By Thalif Deen
The world’s news media — both under authoritarian regimes and democratic governments– continue to come under relentless attacks and political harassment.
“Freedom of the press is the foundation of democracy and justice. It gives all of us the facts we need to shape opinions and speak truth to power. But in every corner of the world, freedom of the press is under attack,” UN Secretary-General Antonio Guterres said on World Press Freedom Day May 3.
Journalists and media workers, he said, are directly targeted on and offline as they carry out their vital work. They are routinely harassed, intimidated, detained and imprisoned.
At least 67 media workers were killed in 2022 — a 50 per cent increase over the previous year. Nearly three quarters of women journalists have experienced violence online, and one in four have been threatened physically, according to the UN.
But there is also an increase in non-physical attacks, including defamation lawsuits against media organizations challenging their legitimate right to free expression.
The Washington-based US Agency for International Development (USAID) last week launched Reporters Shield, a new membership program that protects journalists around the world– who report in the public interest– from defamation lawsuits and legal threats.
Established as a U.S.-based nonprofit organization by the Organized Crime and Corruption Reporting Project (OCCRP) and the Cyrus R. Vance Center for International Justice, Reporters Shield has been described as “a first-of-its-kind global program that defends investigative reporting around the world from legal threats meant to silence critical voices”.
USAID, which has a long history of fostering the growth of independent media across the world, plans to work with Congress to contribute up to $9 million in seed funding for this groundbreaking new program to support media outside the United States, according to a May 2 press release.
In a statement released last week, USAID said investigative journalists and civil society organizations reporting in the public interest are increasingly facing lawsuits that aim to harass and silence them by burdening them with the cost and time of a legal defense until they abandon their stories or go out of business entirely.
Reporters Shield will help to reduce these risks through training and pre-publication review, as well as funding legal representation to fight lawsuits and other legal actions meant to intimidate and financially burden reporters.
In order to keep the program sustainable, member organizations participating in Reporters Shield will pay reasonable annual fees that are based on a variation of factors, including location of the outlet and how many stories they produce a year.

════

Directives:
[1] In the press freedom article, how many media workers were killed in 2022?
[2] Update the stretch of the press freedom article from "USAID, which has" through "of business entirely.", replacing "seed funding" with "initial funding".

Recorded data:
════

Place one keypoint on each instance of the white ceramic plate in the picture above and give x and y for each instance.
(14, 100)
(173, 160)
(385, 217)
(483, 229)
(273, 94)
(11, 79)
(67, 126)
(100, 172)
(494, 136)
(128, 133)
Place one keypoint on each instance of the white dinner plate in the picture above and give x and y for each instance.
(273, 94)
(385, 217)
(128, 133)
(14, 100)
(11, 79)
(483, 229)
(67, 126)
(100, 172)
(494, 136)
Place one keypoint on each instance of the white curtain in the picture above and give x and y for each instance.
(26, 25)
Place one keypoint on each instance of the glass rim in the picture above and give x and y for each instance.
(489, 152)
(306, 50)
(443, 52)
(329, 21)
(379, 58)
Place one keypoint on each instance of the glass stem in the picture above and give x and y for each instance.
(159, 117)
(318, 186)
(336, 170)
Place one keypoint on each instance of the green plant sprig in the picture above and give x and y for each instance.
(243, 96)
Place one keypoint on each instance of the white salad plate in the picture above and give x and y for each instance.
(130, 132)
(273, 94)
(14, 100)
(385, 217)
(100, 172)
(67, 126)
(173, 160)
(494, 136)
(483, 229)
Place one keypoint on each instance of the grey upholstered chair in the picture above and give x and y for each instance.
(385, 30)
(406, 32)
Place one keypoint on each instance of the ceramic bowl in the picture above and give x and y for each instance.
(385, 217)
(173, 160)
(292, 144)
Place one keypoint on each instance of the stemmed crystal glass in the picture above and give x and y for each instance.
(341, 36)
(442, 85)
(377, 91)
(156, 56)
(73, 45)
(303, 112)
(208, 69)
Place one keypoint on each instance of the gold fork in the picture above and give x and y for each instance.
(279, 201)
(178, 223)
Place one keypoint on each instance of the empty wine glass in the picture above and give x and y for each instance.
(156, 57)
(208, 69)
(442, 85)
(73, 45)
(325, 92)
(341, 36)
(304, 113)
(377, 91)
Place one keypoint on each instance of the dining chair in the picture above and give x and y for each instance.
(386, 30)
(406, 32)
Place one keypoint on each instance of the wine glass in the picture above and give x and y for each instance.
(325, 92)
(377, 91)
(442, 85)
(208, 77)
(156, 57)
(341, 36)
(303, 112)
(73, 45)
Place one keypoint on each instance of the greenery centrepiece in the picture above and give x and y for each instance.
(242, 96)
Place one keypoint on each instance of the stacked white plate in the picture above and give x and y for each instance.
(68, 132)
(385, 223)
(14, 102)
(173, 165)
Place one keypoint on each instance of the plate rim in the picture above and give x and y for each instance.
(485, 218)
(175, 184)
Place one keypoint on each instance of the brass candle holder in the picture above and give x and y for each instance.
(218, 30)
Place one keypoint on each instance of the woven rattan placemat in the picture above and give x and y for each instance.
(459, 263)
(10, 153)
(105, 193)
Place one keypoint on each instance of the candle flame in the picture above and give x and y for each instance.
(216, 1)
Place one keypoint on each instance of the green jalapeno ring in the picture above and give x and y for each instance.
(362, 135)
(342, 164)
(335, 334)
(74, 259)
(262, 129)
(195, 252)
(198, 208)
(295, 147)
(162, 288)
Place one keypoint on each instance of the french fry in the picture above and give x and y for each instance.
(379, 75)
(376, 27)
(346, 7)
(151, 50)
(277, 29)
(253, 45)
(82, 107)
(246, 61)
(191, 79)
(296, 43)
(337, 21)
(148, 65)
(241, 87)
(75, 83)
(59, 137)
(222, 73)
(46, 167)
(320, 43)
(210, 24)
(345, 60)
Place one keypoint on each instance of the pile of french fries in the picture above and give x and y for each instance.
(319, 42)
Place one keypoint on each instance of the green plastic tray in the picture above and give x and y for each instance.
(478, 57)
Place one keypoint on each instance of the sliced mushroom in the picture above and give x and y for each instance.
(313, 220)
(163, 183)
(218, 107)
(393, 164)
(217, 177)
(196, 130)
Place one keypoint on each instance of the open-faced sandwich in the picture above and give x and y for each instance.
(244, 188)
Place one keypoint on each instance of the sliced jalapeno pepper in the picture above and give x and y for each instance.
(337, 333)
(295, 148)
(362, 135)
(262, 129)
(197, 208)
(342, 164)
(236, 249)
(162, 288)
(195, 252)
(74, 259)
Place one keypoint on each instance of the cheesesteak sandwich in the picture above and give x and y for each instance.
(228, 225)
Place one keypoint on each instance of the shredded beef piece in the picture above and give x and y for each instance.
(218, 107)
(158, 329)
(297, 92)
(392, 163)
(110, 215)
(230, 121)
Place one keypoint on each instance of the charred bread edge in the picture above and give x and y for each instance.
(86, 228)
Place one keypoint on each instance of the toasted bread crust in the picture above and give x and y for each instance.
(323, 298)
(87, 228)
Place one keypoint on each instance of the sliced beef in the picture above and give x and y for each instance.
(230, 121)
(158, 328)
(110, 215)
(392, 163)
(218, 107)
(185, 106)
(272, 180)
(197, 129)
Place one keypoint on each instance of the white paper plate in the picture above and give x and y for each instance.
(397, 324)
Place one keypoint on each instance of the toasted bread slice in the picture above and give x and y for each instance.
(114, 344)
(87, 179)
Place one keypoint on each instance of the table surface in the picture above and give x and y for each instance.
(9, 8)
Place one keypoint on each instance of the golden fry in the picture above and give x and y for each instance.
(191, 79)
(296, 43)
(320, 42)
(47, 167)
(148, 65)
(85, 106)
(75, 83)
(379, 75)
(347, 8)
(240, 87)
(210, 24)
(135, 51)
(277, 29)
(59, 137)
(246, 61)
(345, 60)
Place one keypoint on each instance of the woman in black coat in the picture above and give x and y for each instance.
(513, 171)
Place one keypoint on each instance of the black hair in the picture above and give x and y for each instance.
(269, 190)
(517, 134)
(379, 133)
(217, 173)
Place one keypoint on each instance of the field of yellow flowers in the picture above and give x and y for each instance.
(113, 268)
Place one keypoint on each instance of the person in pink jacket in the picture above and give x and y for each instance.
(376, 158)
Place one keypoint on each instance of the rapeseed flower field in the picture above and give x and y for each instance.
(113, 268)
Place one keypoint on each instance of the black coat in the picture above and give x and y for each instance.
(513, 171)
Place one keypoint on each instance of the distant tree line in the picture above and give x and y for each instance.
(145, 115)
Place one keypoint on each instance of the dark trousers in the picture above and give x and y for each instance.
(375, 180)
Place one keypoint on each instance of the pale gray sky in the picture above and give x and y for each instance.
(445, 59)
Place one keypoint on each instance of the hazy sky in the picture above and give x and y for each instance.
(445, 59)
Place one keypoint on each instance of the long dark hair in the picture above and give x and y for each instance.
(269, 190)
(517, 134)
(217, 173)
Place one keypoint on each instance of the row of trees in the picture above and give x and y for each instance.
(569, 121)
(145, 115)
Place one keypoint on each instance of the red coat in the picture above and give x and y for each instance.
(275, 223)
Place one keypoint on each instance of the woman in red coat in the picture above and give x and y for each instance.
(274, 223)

════

Exercise responses:
[1] At least 67 media workers were killed in 2022.

[2]
USAID, which has a long history of fostering the growth of independent media across the world, plans to work with Congress to contribute up to $9 million in initial funding for this groundbreaking new program to support media outside the United States, according to a May 2 press release.
In a statement released last week, USAID said investigative journalists and civil society organizations reporting in the public interest are increasingly facing lawsuits that aim to harass and silence them by burdening them with the cost and time of a legal defense until they abandon their stories or go out of business entirely.